THE EXERCISE =
Arrange the records below as a two-column CSV with the headers text and answer, starting at the line that contains "(format x=246, y=275)" and ending at the line that contains "x=32, y=189", and include no others. Give one row per record, and put each field in double quotes with its line breaks turned into spaces.

-- begin --

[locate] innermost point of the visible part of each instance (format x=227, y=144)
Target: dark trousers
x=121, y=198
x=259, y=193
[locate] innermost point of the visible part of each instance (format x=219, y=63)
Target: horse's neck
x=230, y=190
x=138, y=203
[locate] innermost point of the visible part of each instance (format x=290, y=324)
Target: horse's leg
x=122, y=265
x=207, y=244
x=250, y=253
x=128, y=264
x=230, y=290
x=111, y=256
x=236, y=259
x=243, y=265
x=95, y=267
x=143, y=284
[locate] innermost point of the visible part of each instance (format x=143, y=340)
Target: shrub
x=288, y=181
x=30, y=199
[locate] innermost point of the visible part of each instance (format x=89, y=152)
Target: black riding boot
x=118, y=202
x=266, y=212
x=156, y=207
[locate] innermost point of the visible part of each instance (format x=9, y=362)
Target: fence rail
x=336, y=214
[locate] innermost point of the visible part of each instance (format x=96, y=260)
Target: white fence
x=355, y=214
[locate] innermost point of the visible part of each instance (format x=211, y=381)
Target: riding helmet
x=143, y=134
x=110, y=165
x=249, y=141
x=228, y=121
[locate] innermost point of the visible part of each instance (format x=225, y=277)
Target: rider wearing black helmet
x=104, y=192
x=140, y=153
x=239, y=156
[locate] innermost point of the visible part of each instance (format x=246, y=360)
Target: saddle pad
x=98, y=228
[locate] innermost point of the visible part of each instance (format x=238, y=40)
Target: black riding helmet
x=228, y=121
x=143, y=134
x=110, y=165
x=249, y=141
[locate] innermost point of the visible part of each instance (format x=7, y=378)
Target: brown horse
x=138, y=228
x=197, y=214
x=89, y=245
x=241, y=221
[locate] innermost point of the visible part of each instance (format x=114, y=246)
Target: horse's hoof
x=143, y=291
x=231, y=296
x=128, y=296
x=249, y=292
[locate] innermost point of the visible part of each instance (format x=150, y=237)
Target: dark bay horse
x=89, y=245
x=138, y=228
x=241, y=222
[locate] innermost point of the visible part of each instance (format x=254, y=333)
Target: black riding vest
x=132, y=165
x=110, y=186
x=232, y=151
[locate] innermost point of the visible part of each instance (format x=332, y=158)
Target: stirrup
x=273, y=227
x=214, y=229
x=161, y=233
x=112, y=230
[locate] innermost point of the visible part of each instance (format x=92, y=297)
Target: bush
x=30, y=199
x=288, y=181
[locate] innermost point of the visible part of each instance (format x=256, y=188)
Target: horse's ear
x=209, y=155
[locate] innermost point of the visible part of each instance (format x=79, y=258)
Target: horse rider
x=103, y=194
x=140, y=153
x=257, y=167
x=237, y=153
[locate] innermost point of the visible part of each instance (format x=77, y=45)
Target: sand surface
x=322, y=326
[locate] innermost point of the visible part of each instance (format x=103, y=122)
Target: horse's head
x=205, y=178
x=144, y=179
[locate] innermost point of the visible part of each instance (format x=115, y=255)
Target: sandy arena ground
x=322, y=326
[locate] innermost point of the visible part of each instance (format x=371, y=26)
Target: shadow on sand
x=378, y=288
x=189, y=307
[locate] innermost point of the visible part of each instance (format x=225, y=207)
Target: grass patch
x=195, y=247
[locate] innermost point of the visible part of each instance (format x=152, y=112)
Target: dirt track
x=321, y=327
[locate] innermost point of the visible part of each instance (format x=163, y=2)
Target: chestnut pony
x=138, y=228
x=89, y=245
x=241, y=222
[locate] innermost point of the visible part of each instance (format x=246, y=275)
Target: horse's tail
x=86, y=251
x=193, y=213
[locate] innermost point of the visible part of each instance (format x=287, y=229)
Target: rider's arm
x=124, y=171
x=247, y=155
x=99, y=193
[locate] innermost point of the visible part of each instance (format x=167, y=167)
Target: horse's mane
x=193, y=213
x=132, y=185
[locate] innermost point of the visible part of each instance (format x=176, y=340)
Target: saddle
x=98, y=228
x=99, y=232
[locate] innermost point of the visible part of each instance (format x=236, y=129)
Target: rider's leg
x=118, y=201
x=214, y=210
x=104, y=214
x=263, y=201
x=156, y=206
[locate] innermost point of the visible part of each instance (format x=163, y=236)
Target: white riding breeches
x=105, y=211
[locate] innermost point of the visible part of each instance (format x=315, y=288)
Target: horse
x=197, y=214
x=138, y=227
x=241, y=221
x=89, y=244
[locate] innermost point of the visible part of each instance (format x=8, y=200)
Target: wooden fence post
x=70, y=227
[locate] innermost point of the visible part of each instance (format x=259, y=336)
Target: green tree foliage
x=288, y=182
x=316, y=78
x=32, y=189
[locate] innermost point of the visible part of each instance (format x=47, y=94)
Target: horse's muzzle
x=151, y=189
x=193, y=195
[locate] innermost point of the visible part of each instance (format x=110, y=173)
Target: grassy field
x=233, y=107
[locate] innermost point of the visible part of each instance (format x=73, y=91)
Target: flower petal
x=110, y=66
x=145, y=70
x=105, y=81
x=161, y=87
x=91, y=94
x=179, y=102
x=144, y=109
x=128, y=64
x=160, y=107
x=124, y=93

-- end --

PROBLEM SOLUTION =
text,answer
"[locate] innermost point of the visible part of each instance (format x=246, y=275) Target: horse's tail","x=86, y=251 x=193, y=213"
"[locate] innermost point of the visible part of each instance (format x=287, y=229) Target: rider's arm","x=124, y=171 x=247, y=155 x=99, y=193"
"[locate] innermost point of the visible part of each instance (format x=167, y=167) Target: horse's mane","x=193, y=213 x=132, y=185"
"[locate] innermost point of the visible part of each instance (format x=176, y=340) Target: saddle","x=98, y=228 x=99, y=232"
"[locate] innermost point of the visible part of each instance (format x=236, y=129) Target: rider's leg","x=118, y=201 x=214, y=210 x=104, y=214 x=263, y=201 x=156, y=206"
"[locate] innermost point of the visible part of each instance (format x=163, y=236) Target: white riding breeches","x=105, y=211"
"[locate] innermost point of the visible part of each instance (format x=315, y=288) Target: horse","x=197, y=214 x=138, y=227 x=241, y=221 x=89, y=244"
"[locate] innermost point of the visible part of each instance (format x=8, y=200) Target: wooden fence post","x=70, y=227"
"[locate] innermost point of the visible part of each instance (format x=259, y=336) Target: green tree foliage","x=288, y=182 x=316, y=78 x=32, y=189"